- [Task to complete]:
Retype every line of the records exactly.

Segment Start: Entries supplied

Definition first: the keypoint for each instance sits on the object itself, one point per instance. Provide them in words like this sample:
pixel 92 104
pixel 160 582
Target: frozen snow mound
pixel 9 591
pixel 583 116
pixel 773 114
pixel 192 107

Segment End: Entries supplied

- [Solution for this problem]:
Definition first: the keypoint for each instance sits on the object itself, one point per instance. Provide them in words like this sample:
pixel 92 104
pixel 160 582
Target: frozen snow mound
pixel 9 591
pixel 583 116
pixel 773 114
pixel 192 107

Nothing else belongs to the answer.